2:40 pm • Saturday, November 5, 2022 • State Theater
Simona was a lovely and in-depth documentary exploring the life of Simona Kossak and the marks she left on family, friends, and the broader Polish environmentalist community. A biologist and environmental activist who spent most of her life secluded in the Białowieża* Forest, one of Europe’s last old-growth wildernesses, Kossak’s story is told through conversations among family members, friends, and former colleagues, accompanied by archival photos taken by her life partner, Lech Wilczek.
I appreciated the candidness with which most of the interviewees discussed Kossak’s life. In particular, the ongoing conversation between Ida Matysek (the film’s main narrator) and her mother, Kossak’s niece, created an overarching narrative for the film that focused more on Kossak’s personal relationships with her family than her scientific career or activism. By balancing this narrative with insights from Kossak’s professional acquaintances and friends, not only did I gain a holistic understanding of how Kossak engaged with the world around her, but I learned about the dark as well as light sides of her history.
-*-*-
Directions for this task. Could you copy out the review of the documentary Simona above in full, word for word?

Source data.
-*-*-
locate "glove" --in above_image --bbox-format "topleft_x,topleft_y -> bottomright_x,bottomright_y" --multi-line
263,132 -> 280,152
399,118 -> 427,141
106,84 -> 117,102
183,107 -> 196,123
-*-*-
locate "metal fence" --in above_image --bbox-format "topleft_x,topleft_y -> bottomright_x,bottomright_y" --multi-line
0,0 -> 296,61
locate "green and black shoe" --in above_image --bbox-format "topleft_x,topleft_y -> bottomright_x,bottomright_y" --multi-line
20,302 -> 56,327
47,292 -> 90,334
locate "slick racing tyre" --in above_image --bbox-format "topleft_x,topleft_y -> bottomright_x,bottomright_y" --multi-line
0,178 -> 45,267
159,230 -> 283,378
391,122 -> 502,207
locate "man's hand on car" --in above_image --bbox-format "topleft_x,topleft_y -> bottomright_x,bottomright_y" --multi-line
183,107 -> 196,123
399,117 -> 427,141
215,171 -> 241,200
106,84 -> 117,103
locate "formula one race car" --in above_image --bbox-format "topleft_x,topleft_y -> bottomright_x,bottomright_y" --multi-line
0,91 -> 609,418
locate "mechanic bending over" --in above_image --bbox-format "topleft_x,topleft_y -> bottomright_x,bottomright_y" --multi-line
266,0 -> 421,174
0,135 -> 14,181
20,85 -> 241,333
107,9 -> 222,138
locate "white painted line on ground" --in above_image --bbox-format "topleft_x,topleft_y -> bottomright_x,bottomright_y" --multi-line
-*-*-
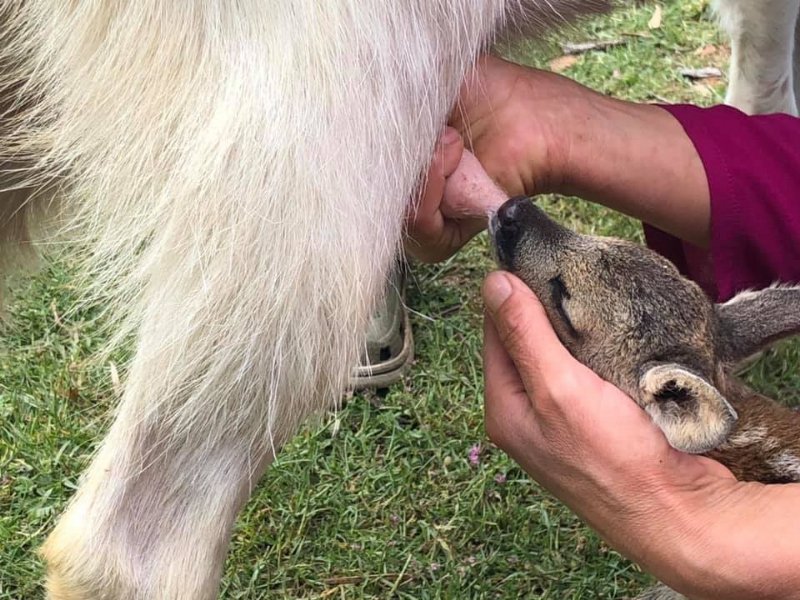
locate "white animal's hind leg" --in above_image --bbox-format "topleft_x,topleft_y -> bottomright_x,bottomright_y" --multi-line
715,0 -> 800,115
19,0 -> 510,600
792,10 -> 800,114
-*-*-
Completed exercise.
2:40 pm • Saturday, November 5, 2022 • State Theater
Simona was a lovely and in-depth documentary exploring the life of Simona Kossak and the marks she left on family, friends, and the broader Polish environmentalist community. A biologist and environmental activist who spent most of her life secluded in the Białowieża* Forest, one of Europe’s last old-growth wildernesses, Kossak’s story is told through conversations among family members, friends, and former colleagues, accompanied by archival photos taken by her life partner, Lech Wilczek.
I appreciated the candidness with which most of the interviewees discussed Kossak’s life. In particular, the ongoing conversation between Ida Matysek (the film’s main narrator) and her mother, Kossak’s niece, created an overarching narrative for the film that focused more on Kossak’s personal relationships with her family than her scientific career or activism. By balancing this narrative with insights from Kossak’s professional acquaintances and friends, not only did I gain a holistic understanding of how Kossak engaged with the world around her, but I learned about the dark as well as light sides of her history.